* Document passage *

Micah 5:2-5a (EHV)
2 But you, Bethlehem Ephrathah,
though you are small among the clans of Judah,
from you, will go out the one who will be the ruler for me in Israel.
His goings forth are from the beginning, from the days of eternity.
3 Therefore the Lord will give them up,
until the time when the woman who is in labor bears a child.
Then the remaining survivors from his brothers will return to the people of Israel.
4 He will stand and shepherd with the strength of the Lord,
in the majesty of the name of the Lord his God.
They will dwell securely, for at that time he will be great to the ends of the earth.
5a This one will be their peace.
Dear Heavenly Father, send your Holy Spirit upon us so that we may receive your Son, our Lord Jesus Christ, as our peace. Amen.
I’d like you to imagine what peace would look like for you …
As you imagine what peace would look like for you, what image comes to mind?
Some of you might imagine a beautiful beach where the waves gently lap at the shore, the breeze lightly blows to keep you cool, and the palm trees lazily nod away.
Some of you might imagine sitting in a comfortable chair with your favourite drink in one hand and a good book in the other.
Some of you might imagine you’re in a sun-dappled field beside a babbling brook as you watch the soft grass swaying softly to the breeze.
Whatever your picture of ‘peace’ is like, hands up if your perfect picture of peace includes other people?
Hands up if your perfect picture of peace included spending time with those you’re not getting along with, or those you’re grumpy with, or those you won’t normally associate with, or those you label as your ‘enemies’?
Knowing we humans are naturally self-centred people who want to get our own way all the time, I wouldn’t be surprised if your own pictures of ‘peace’ are when you finally get to have things your own way. For this reason, your pictures of peace probably exclude anyone who could threaten or interrupt getting in the way of your peace. In other words, I wouldn’t be surprised if your pictures of peace are all about you and what you want!
Now, it’s possible you don’t know much about the prophet Micah, but he was talking to his own people who wanted to get their own way. In fact, they’d been getting their own way and God wasn’t very happy with the result!
The rich were getting richer as they took advantage of the poor and so justice wasn’t being practiced. The local prophets and priests were telling people what they wanted to hear, telling them they’re good people even though they weren’t faithful to God’s instructions on how to live as his holy people by practicing compassion and mercy.
In response, God sent Micah to warn them of God’s impending judgment, but he also gave them words of hope. These words of hope we hear today included the promise of a Shepherd-King who would come from the tiny town of Bethlehem who would restore God’s kingdom of peace and mercy and justice. In fact, this promised Messiah, this promised Saviour, would himself be their peace.

* Record set *
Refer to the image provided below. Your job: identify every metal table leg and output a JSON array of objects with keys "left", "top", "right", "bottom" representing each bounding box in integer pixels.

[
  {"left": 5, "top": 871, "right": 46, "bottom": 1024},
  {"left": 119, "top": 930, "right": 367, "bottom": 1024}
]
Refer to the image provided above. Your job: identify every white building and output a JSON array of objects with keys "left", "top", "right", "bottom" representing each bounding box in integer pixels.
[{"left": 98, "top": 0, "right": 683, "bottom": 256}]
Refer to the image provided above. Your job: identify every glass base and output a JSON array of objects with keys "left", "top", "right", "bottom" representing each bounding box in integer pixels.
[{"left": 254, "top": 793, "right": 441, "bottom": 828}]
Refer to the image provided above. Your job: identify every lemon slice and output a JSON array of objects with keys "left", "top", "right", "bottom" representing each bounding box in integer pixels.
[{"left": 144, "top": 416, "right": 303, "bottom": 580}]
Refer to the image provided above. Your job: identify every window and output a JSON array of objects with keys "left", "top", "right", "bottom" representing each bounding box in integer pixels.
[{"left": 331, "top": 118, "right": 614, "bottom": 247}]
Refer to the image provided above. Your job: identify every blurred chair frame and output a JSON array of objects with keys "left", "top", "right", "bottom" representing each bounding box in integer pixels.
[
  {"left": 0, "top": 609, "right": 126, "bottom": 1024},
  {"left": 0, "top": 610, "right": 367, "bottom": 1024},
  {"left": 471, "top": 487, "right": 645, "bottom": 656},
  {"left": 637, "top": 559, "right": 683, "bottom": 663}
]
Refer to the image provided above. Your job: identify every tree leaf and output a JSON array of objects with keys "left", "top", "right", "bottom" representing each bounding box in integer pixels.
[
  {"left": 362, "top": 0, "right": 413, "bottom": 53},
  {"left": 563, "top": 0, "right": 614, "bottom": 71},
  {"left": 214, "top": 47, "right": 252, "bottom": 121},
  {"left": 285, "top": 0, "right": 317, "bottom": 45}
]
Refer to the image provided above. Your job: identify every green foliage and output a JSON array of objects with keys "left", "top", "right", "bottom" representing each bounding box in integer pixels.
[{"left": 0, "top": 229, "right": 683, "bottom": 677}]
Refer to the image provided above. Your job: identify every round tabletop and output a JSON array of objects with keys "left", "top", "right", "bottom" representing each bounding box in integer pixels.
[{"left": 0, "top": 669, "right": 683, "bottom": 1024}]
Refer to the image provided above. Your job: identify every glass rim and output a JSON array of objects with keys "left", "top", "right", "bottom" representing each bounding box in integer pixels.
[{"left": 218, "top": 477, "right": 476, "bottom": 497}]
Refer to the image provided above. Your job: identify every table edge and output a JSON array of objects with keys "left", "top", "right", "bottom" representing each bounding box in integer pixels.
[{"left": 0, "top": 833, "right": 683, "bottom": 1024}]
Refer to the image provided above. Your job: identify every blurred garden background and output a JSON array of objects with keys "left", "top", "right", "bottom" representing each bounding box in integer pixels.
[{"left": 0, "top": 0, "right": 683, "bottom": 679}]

* Given problem 1 *
Answer these questions about the sermon:
(a) According to the passage from Micah, who will go out from Bethlehem Ephrathah?
(b) What does the sermon say the rich were doing to the poor?
(c) What were the local prophets and priests telling people, according to the sermon?
* Given problem 2 *
Rewrite the records starting with the line with "identify every table" and going on through the final line of the records, with "table edge" replaced by "tabletop edge" and everything else left unchanged.

* Exercise output 1 *
(a) The one who will be the ruler for God in Israel.
(b) They were taking advantage of the poor.
(c) They were telling people what they wanted to hear, including that they were good people.

* Exercise output 2 *
Refer to the image provided above. Your job: identify every tabletop edge and output a JSON array of objects with keys "left", "top", "right", "bottom" representing each bounding box in integer pixels.
[{"left": 0, "top": 833, "right": 683, "bottom": 1024}]
Refer to the image provided above. Your job: identify every blurred garden background and output a JSON array of objects with keys "left", "top", "right", "bottom" representing each bounding box in integer pixels.
[{"left": 0, "top": 0, "right": 683, "bottom": 679}]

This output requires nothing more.